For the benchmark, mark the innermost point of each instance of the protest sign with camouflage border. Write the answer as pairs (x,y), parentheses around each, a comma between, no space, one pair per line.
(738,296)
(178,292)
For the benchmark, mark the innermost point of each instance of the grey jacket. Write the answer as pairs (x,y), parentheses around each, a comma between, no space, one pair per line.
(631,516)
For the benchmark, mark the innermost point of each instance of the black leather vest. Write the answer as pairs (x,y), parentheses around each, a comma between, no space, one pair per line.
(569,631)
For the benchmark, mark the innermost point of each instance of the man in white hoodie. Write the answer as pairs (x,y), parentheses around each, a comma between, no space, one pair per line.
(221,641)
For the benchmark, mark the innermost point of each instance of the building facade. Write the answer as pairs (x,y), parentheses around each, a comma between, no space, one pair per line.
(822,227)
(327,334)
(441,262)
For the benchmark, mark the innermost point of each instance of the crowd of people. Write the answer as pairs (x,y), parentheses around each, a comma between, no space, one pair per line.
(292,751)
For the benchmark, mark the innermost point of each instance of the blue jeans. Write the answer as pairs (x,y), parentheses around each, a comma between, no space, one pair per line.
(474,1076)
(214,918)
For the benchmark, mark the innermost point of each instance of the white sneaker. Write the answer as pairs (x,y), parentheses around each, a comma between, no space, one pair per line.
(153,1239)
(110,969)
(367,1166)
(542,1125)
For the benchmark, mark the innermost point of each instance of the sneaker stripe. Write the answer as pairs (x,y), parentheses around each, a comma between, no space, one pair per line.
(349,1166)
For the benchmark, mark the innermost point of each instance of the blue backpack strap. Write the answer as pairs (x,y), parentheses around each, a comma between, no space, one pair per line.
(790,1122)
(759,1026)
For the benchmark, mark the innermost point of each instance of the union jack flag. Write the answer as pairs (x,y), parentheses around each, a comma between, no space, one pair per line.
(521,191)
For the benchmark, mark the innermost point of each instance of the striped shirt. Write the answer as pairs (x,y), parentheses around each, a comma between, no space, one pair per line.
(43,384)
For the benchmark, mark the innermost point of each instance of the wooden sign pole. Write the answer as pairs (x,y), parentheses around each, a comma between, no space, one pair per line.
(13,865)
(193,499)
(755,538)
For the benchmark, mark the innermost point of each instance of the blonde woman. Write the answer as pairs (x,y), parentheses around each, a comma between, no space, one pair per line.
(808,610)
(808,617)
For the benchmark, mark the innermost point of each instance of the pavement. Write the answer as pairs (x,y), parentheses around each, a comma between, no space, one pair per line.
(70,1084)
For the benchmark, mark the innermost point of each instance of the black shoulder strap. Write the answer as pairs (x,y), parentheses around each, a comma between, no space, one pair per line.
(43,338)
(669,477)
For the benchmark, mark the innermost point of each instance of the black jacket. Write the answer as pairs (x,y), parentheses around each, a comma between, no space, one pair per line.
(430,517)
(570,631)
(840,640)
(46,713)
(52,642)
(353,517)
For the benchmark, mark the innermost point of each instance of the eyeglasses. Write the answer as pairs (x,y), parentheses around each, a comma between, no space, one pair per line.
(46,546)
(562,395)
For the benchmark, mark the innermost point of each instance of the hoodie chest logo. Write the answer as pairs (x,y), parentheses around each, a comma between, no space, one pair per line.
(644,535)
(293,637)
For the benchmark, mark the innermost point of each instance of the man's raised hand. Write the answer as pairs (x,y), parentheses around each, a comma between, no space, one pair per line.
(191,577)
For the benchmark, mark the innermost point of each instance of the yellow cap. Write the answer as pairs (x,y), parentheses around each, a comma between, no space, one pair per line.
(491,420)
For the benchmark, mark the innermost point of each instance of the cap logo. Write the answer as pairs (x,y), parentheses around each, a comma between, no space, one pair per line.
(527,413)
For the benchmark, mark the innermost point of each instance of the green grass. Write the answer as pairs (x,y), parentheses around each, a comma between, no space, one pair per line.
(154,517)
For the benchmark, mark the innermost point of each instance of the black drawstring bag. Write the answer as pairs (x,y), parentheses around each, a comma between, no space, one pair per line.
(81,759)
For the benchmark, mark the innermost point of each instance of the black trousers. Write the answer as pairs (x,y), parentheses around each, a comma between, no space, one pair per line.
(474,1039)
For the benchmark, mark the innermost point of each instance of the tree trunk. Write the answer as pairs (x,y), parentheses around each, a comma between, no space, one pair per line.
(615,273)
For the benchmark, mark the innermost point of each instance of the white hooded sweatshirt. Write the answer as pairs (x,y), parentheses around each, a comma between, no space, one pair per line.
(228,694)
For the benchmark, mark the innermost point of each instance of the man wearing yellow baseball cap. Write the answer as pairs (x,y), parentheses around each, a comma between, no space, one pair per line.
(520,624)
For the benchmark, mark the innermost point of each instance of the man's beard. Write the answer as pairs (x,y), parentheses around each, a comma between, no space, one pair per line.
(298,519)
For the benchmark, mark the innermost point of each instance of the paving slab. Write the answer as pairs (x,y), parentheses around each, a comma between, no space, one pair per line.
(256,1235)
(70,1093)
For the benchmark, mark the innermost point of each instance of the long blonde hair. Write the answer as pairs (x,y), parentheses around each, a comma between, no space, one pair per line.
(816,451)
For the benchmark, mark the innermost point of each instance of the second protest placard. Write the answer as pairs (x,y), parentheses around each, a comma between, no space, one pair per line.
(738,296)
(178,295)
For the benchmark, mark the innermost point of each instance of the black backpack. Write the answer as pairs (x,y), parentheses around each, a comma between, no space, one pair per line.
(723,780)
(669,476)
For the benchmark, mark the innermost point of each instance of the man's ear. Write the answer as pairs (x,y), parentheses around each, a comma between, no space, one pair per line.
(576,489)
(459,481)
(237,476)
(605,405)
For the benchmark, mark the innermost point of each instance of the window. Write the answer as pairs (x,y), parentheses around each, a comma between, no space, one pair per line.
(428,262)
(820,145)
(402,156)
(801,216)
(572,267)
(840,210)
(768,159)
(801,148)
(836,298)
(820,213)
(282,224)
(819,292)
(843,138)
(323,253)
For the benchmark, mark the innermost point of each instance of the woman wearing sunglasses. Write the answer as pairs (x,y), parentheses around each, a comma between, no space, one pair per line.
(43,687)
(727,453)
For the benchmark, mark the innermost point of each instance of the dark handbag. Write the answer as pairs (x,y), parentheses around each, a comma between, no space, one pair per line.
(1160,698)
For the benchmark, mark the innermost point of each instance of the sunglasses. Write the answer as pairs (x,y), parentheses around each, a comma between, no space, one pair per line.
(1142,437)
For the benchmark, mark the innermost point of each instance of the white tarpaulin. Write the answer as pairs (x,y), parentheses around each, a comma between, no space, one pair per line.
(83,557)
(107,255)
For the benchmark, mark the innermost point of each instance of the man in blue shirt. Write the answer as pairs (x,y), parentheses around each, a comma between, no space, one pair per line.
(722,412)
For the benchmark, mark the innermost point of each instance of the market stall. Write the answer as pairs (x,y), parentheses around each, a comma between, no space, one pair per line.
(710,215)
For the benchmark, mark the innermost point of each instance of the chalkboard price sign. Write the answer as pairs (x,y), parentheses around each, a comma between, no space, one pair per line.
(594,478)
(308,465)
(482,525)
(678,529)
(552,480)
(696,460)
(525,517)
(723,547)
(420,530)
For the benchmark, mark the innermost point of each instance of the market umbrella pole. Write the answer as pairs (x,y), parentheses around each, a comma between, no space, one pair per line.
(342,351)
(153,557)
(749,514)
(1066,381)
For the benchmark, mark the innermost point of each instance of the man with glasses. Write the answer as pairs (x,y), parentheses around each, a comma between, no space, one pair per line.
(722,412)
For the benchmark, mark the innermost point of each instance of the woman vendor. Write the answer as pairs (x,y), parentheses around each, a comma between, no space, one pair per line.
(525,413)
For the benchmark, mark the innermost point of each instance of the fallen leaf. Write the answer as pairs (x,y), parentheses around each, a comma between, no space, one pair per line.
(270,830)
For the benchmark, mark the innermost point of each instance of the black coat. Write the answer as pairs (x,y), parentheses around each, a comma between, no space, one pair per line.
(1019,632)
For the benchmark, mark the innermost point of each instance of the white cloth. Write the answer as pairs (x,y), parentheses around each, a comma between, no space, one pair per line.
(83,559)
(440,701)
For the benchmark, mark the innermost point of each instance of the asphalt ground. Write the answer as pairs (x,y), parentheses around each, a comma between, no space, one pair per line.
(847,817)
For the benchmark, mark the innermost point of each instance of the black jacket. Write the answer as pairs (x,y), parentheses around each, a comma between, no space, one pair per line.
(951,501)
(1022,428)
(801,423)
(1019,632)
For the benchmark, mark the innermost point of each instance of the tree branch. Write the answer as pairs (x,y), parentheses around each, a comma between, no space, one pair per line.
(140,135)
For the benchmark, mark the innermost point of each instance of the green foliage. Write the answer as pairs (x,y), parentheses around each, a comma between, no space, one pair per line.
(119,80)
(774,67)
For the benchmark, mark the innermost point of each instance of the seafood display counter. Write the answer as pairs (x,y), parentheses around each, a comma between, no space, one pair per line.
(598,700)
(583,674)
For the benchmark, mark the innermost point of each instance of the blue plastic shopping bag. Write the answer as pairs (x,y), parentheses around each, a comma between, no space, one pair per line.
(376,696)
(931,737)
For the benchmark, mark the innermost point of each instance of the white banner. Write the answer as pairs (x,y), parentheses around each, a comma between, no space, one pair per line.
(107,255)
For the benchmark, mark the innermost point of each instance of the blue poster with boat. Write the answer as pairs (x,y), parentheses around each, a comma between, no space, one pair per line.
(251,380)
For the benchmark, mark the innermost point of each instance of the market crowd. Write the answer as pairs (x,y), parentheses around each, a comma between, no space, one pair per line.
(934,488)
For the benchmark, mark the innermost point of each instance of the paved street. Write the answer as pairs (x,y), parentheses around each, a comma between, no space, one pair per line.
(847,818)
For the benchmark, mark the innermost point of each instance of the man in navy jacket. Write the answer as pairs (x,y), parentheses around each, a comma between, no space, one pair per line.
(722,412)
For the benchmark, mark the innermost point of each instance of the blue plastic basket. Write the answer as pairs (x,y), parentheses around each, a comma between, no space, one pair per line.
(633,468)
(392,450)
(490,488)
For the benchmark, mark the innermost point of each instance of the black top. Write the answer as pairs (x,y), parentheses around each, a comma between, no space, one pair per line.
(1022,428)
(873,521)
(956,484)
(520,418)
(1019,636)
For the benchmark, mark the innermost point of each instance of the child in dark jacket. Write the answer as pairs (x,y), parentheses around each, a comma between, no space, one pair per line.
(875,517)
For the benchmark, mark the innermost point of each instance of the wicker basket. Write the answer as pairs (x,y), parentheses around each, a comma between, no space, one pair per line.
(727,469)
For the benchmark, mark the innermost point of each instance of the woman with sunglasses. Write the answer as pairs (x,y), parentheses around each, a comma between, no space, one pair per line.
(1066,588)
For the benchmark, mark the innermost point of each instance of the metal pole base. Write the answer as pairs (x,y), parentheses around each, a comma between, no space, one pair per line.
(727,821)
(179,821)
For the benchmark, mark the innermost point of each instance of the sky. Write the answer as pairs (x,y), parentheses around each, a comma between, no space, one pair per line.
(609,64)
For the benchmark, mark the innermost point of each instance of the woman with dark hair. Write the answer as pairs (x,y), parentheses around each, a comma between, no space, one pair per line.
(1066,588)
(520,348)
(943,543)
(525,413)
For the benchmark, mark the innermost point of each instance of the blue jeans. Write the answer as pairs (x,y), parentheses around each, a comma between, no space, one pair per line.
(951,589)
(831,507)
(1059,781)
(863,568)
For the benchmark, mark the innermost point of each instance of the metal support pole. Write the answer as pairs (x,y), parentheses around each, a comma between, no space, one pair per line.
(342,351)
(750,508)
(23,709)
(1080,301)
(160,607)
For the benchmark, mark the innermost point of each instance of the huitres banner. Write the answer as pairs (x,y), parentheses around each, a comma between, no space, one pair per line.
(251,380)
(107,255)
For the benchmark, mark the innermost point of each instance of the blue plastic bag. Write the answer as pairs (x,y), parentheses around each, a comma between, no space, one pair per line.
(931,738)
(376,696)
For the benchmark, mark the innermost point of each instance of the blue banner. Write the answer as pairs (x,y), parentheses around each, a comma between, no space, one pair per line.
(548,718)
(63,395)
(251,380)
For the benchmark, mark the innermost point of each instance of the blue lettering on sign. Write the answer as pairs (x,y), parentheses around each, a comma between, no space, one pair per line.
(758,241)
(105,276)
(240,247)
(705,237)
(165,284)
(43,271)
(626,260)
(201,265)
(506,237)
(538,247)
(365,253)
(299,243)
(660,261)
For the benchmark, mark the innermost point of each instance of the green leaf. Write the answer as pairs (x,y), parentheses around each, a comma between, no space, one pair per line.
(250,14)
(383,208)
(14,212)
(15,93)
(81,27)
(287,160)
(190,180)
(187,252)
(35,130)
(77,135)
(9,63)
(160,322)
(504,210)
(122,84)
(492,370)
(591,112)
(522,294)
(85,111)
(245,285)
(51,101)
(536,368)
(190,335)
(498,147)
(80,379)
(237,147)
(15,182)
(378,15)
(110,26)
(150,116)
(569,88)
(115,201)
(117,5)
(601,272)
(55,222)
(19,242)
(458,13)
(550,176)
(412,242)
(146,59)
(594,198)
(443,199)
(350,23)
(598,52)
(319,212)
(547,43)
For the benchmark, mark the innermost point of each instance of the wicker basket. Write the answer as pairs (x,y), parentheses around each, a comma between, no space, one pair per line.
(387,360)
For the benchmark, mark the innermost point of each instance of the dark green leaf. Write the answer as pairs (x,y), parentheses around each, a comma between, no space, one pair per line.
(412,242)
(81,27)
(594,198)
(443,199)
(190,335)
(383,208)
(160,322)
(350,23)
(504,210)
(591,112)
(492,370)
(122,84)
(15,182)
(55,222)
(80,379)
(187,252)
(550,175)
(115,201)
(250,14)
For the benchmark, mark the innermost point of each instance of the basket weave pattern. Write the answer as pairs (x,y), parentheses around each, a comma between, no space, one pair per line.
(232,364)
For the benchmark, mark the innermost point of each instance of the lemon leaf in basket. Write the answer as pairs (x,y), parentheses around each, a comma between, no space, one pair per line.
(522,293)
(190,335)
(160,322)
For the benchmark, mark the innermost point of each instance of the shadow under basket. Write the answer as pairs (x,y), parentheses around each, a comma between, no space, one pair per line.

### [Request]
Beginning with the line that contains "the dark green", repeat every line through the end of the records and nothing more.

### [Response]
For the benchmark, mark the innermost point of each instance of the dark green leaf. Write the answer as pairs (x,y), parentheses around each, a comma between, no space, one pair per line.
(412,242)
(81,27)
(594,198)
(443,199)
(190,335)
(383,208)
(160,322)
(350,23)
(504,210)
(591,112)
(492,370)
(122,84)
(15,182)
(55,222)
(80,379)
(187,252)
(550,175)
(115,201)
(250,14)
For the benchmark, mark the innermost point of each instance of the basket weave pattern. Write the answer as pairs (x,y), parentheses around each, a comma between, no space, one pair per line.
(232,364)
For the benchmark, mark the innermost point of each instance of the lemon leaf in basket. Write the answer as pairs (x,y), parentheses around each, a comma between, no space, one pair per line.
(522,293)
(190,335)
(160,322)
For the benchmark, mark the innermost point of each instance of the shadow under basket. Write the answer as pairs (x,y), parentheses around each, a comma between, no space, one pair per line.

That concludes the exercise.